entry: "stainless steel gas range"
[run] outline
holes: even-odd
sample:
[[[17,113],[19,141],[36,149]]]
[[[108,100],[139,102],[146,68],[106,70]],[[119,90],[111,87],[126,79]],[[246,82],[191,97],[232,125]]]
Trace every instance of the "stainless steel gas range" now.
################
- _Description of the task_
Rewrite these lines with every "gas range" replaced by "electric range", and leave everything else as it is.

- _Reply to the task_
entry: "stainless steel electric range"
[run] outline
holes: even-odd
sample:
[[[17,113],[19,141],[36,149]]]
[[[108,100],[139,102],[146,68],[106,70]],[[119,90],[111,87],[126,79]],[[246,82],[191,97],[232,125]]]
Trace every instance of the "stainless steel electric range" now.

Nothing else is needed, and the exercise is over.